Saved data entries
#####
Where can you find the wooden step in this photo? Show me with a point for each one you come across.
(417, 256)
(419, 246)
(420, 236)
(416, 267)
#####
### Exercise
Print each entry precisely. Include every line.

### Output of the task
Where can you find the wooden step in this photo? Show me with a point for each one you come across.
(417, 256)
(419, 246)
(420, 236)
(416, 267)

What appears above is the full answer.